** Tasks to complete **
a. In the passage on PM2.5 exposure, what has not yet been established for chronic ambient PM2.5 exposure despite numerous studies of its toxicity?
b. Decide whether each statement agrees with the passage on PM2.5 exposure, answering yes or no and quoting the deciding words: (i) The FA- and CAP-exposed samples clustered in both OPLS-DA score plotting and heatmap analysis. (ii) The samples showed little individual variation. (iii) The clusterings suggest that chronic CAP exposure markedly altered the circulating metabolome.
c. Pick up the passage on PM2.5 exposure after its final sentence and continue it.

** Text shown **
* * * * * * * * *

One of the most important findings in the present study is the evident clustering of FA- and CAP-exposed samples in both OPLS-DA score plotting and heatmap analysis. These clusterings strongly suggest that chronic CAP exposure markedly altered the circulating metabolome. They are consistent with numerous previous studies showing that chronic ambient PM2.5 exposure correlates with various systemic and/or extra-pulmonary effects (Chen et al., 2017; Chen et al., 2018; Gorr et al., 2014; Hu et al., 2017; Sancini et al., 2014; Zhang et al., 2017). Notably, in spite of those numerous studies investigating the toxicity of chronic ambient PM2.5 exposure, its biomarker(s) has not yet been established. These evident clusterings of FA- and CAP-exposed samples in the present study, even in the presence of a marked individual variation, strongly suggests that the toxicity of PM2.5 may be well reflected by a signature of circulating metabolites.

* * * * * * * * *

** Input data **
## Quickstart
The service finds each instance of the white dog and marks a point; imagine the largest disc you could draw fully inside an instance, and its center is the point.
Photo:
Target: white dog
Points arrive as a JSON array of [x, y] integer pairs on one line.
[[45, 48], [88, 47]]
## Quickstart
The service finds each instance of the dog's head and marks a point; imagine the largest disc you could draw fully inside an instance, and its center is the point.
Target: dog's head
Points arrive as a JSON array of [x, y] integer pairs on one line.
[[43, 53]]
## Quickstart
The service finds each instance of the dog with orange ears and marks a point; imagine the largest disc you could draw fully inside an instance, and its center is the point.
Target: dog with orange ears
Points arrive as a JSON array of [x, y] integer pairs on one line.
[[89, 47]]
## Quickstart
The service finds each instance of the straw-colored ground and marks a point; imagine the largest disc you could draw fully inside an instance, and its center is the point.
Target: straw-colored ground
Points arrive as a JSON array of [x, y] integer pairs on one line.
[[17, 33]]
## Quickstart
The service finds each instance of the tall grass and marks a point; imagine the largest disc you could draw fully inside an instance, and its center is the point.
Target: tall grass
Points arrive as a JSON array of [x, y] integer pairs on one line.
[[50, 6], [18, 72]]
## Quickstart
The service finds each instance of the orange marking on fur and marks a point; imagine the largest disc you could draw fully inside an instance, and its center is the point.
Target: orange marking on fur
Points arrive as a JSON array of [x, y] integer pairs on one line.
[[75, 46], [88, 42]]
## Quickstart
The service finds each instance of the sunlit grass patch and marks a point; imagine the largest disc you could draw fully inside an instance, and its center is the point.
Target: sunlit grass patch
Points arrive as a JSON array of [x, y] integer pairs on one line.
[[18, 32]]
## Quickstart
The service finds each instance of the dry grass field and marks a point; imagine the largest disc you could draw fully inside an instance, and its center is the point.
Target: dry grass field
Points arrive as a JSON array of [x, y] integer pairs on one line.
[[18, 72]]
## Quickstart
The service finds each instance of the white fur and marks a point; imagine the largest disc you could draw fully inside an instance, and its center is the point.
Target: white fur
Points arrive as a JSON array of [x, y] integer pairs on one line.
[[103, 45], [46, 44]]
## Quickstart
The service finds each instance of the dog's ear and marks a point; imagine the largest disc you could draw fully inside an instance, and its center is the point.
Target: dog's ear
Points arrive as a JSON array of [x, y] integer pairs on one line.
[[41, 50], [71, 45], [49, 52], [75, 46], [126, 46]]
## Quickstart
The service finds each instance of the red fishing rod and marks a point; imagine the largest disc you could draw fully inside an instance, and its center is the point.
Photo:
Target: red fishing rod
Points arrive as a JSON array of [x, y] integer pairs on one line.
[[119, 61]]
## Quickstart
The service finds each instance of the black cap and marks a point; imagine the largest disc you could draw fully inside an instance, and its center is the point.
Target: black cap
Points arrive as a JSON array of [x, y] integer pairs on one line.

* * * * * * * * *

** Answer section **
a. Its biomarker(s) has not yet been established.

b.
(i) Yes: "the evident clustering of FA- and CAP-exposed samples in both OPLS-DA score plotting and heatmap analysis"
(ii) No: "even in the presence of a marked individual variation"
(iii) Yes: "These clusterings strongly suggest that chronic CAP exposure markedly altered the circulating metabolome."

c.
In the present study, our KEGG pathway analyses have identified six metabolic pathways that were significantly impacted by chronic exposure to CAP. It is noteworthy that all of these impacted pathways were related to metabolism of amino acids. These data suggest that amino acid metabolism may be one of the most important targets by chronic ambient PM2.5 exposure. As shown in Table 1, the proteinogenic amino acids impacted by chronic exposure to CAP include alanine and leucine. Chronic exposure to CAP significantly increased their circulating levels. Interestingly, although alanine and leucine belong to different classes of amino acids and have different biological functions, both have been shown to correlate with susceptibility to type 2 diabetes (Newgard et al., 2009; Sattar et al., 2004). They are believed to be even better predictors for the development of diabetes in the setting of obesity than lipids do (Melnik, 2012; Newgard et al., 2009). Therefore, these impacts on amino acid metabolism by chronic exposure to CAP may also reflect impairment of glucose homeostasis. This is consistent with the rapidly increasing studies showing that ambient PM2.5 exposure results in various abnormalities on glucose metabolism (Esposito et al., 2016). However, further studies are still needed to determine whether these increases in circulating alanine and leucine are indicative of impaired glucose homeostasis in the context of PM2.5 pollution, and whether they reflect a novel mechanism whereby exposure to ambient PM2.5 impairs glucose homeostasis.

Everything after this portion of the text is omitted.